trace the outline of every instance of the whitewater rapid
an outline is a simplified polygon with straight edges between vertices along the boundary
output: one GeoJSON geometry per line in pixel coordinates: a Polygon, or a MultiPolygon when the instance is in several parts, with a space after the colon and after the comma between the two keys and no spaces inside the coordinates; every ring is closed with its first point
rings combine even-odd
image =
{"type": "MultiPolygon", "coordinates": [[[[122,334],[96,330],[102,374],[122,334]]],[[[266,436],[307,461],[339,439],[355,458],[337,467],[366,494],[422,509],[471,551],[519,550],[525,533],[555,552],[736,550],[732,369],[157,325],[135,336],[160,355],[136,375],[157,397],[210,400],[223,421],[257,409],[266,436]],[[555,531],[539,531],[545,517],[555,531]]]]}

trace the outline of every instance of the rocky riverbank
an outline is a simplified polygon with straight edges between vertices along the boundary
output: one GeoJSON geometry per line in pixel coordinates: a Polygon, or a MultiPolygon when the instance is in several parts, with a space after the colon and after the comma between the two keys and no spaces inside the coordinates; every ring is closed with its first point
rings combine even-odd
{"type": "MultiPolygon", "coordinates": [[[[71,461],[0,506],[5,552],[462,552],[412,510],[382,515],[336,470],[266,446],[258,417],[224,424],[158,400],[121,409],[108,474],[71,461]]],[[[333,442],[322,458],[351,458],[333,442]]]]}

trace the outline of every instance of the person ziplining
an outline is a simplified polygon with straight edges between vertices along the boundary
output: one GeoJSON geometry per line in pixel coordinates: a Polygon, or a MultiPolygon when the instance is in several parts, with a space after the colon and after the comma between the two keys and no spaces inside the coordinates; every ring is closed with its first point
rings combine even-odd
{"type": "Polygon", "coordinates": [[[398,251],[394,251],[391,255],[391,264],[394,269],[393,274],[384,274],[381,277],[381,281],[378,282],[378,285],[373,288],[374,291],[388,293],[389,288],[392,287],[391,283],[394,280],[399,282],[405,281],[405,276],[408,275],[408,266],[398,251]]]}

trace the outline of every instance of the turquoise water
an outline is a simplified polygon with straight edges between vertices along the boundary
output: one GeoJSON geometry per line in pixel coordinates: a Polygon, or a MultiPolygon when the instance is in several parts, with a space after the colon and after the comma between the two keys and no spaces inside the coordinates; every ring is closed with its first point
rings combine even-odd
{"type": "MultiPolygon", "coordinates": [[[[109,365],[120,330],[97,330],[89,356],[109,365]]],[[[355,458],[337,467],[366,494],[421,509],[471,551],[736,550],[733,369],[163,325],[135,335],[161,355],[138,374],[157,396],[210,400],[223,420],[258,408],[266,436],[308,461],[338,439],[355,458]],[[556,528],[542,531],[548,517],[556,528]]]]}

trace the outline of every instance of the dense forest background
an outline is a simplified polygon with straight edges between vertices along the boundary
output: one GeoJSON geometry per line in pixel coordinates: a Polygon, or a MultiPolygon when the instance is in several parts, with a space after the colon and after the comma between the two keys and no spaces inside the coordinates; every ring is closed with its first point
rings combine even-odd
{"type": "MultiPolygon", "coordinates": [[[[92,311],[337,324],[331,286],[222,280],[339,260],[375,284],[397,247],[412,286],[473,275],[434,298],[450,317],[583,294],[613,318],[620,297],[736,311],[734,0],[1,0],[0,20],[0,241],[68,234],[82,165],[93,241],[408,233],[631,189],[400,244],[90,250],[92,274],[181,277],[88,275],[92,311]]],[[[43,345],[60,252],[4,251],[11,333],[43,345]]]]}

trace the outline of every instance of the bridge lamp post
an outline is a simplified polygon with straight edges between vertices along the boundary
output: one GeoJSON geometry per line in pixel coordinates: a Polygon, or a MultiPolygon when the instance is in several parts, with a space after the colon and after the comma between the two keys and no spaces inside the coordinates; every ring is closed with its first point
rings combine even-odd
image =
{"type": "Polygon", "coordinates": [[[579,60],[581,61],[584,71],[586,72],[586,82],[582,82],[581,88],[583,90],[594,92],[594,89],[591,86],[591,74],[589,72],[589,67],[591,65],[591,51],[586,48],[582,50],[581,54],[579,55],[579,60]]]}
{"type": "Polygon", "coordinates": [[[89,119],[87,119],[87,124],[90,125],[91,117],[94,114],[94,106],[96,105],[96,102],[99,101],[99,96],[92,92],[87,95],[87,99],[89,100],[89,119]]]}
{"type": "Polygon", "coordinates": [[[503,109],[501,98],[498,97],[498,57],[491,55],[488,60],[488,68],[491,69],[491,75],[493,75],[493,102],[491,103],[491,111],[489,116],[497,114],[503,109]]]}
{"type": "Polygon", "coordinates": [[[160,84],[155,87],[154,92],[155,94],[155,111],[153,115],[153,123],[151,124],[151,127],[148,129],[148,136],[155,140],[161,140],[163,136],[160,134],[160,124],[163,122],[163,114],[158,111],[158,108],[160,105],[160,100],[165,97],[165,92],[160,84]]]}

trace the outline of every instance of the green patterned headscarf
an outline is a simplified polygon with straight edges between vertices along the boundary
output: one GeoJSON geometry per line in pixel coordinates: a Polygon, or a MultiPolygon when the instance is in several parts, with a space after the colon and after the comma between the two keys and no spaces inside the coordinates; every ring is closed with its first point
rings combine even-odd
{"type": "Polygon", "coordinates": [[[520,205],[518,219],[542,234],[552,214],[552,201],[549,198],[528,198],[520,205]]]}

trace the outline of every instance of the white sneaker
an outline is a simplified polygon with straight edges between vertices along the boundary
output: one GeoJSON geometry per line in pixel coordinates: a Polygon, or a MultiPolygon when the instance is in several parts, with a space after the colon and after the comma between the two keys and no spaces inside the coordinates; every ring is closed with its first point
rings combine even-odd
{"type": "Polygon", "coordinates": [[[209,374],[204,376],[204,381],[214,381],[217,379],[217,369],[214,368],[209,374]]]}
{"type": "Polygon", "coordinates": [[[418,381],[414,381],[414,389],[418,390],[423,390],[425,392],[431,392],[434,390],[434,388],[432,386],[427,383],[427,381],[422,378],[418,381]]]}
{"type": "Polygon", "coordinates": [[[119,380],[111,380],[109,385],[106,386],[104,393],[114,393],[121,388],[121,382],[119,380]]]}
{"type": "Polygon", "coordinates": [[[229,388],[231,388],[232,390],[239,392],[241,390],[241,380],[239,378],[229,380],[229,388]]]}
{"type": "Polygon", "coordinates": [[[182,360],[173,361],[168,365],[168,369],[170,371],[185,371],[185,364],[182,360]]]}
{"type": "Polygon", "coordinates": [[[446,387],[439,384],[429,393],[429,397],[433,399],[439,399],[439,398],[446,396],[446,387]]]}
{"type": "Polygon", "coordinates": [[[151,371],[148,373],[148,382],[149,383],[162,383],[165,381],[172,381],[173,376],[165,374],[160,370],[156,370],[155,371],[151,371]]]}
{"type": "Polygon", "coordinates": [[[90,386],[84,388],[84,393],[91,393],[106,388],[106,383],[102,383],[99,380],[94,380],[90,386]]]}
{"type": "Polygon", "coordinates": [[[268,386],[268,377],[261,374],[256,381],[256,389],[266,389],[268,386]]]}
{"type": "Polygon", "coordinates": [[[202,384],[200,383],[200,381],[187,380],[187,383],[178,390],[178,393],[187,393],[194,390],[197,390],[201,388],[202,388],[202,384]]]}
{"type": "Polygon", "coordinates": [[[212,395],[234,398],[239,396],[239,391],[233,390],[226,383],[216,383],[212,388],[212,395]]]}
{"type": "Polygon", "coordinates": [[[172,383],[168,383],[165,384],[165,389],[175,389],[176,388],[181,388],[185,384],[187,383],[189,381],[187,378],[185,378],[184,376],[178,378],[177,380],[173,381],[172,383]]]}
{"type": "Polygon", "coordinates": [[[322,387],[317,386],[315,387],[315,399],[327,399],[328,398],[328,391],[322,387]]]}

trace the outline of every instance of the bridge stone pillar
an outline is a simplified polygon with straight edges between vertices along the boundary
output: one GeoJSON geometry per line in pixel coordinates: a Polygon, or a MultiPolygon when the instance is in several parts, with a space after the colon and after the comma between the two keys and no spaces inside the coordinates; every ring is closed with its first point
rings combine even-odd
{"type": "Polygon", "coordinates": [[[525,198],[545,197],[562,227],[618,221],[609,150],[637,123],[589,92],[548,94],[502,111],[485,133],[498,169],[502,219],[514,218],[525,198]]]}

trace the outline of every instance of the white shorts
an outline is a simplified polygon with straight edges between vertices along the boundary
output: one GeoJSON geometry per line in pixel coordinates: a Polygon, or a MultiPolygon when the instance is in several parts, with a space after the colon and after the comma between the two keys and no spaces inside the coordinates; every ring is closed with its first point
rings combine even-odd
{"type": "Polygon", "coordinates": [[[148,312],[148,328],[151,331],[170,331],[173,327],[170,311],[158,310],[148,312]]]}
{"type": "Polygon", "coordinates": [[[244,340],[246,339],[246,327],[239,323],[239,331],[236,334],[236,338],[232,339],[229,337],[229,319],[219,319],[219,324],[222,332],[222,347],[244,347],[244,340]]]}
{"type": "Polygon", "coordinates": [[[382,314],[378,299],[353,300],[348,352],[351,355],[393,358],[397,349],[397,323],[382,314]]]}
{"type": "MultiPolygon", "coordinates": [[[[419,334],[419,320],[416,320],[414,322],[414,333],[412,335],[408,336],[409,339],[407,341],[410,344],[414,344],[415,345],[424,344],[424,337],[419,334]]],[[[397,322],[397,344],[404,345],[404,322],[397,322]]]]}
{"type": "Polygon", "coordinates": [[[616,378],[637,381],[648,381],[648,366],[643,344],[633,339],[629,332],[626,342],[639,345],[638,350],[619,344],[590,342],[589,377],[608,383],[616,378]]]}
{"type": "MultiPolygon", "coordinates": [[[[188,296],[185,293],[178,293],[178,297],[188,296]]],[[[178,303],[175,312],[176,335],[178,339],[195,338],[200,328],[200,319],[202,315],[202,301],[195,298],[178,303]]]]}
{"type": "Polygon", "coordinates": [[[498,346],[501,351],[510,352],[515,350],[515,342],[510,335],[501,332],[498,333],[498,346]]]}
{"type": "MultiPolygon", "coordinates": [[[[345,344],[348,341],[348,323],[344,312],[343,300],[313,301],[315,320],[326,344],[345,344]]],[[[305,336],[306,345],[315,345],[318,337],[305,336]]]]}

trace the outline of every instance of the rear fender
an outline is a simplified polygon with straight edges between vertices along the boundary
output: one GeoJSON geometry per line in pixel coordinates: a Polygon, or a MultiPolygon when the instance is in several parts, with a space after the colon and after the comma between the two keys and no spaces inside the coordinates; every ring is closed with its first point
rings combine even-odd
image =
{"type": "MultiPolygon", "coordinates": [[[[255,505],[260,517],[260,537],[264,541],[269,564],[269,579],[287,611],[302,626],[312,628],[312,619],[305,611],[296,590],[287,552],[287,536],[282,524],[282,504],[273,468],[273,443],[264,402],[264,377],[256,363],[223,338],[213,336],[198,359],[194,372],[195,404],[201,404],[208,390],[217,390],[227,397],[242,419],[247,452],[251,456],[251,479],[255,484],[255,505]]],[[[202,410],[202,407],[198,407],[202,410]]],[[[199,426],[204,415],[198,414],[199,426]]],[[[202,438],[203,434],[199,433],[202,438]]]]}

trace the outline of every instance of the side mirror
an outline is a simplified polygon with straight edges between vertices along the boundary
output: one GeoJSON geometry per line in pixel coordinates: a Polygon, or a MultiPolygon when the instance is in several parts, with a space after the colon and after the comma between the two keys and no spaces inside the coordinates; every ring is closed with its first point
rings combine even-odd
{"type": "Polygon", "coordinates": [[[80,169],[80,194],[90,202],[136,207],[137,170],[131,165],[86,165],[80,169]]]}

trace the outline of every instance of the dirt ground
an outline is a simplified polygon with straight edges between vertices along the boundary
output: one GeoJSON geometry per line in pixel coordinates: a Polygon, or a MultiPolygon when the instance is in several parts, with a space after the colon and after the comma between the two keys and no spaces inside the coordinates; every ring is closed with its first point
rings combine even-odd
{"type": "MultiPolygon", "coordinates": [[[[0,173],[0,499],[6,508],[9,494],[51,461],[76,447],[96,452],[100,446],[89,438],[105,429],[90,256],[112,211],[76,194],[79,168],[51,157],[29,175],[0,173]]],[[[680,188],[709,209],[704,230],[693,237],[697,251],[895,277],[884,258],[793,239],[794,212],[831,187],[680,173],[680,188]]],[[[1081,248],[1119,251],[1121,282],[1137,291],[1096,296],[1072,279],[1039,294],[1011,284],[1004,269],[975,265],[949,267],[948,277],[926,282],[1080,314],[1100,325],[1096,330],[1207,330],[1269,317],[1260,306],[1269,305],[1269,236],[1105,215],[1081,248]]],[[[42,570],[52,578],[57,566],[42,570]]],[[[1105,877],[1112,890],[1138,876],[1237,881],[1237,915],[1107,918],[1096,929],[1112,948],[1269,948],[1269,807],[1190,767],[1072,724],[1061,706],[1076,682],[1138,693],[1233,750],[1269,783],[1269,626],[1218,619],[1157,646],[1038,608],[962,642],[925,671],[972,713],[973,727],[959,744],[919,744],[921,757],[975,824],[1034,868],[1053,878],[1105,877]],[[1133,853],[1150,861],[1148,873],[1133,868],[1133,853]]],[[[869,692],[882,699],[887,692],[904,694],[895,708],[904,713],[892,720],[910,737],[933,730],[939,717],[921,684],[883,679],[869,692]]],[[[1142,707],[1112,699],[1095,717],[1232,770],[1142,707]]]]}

What the exercise asks
Starting at the line that contains "trace the outline of every instance of the dirt" and continuing through the end of the items, present those lines as a numbered list, omitting any blank lines.

Exercise response
1. trace the outline of every instance of the dirt ground
2. an outline is a simplified polygon with straight edges between vertices along the boundary
3. output: one GeoJSON geometry per line in pixel coordinates: a Polygon, or a MultiPolygon when the instance is in several parts, with a space after the colon and after the comma between the two keys and no spaces inside the coordinates; every ring is closed with its first point
4. rings combine even-odd
5. {"type": "MultiPolygon", "coordinates": [[[[0,173],[0,499],[6,508],[9,494],[51,461],[76,447],[96,452],[100,446],[89,438],[105,429],[90,256],[112,211],[76,194],[79,168],[51,157],[29,175],[0,173]]],[[[680,188],[709,209],[704,230],[693,237],[697,251],[895,277],[884,258],[793,239],[794,212],[831,187],[680,173],[680,188]]],[[[1081,248],[1119,251],[1121,282],[1137,291],[1096,296],[1072,279],[1039,294],[1011,284],[1004,269],[975,265],[949,267],[948,277],[926,282],[1080,314],[1100,325],[1096,330],[1207,330],[1269,317],[1260,306],[1269,305],[1269,236],[1105,215],[1081,248]]],[[[42,570],[52,578],[57,566],[42,570]]],[[[1105,877],[1112,890],[1138,876],[1237,881],[1237,915],[1107,918],[1096,929],[1112,948],[1269,948],[1269,807],[1190,767],[1072,724],[1061,706],[1076,682],[1138,693],[1233,750],[1269,783],[1269,626],[1218,619],[1157,646],[1038,608],[962,642],[925,671],[972,713],[973,727],[959,744],[919,744],[921,757],[975,824],[1034,868],[1053,878],[1105,877]],[[1133,853],[1150,861],[1148,873],[1133,868],[1133,853]]],[[[869,692],[882,699],[887,692],[904,694],[895,708],[904,713],[892,720],[910,737],[933,730],[939,717],[921,684],[883,679],[869,692]]],[[[1142,707],[1112,699],[1095,717],[1232,770],[1142,707]]]]}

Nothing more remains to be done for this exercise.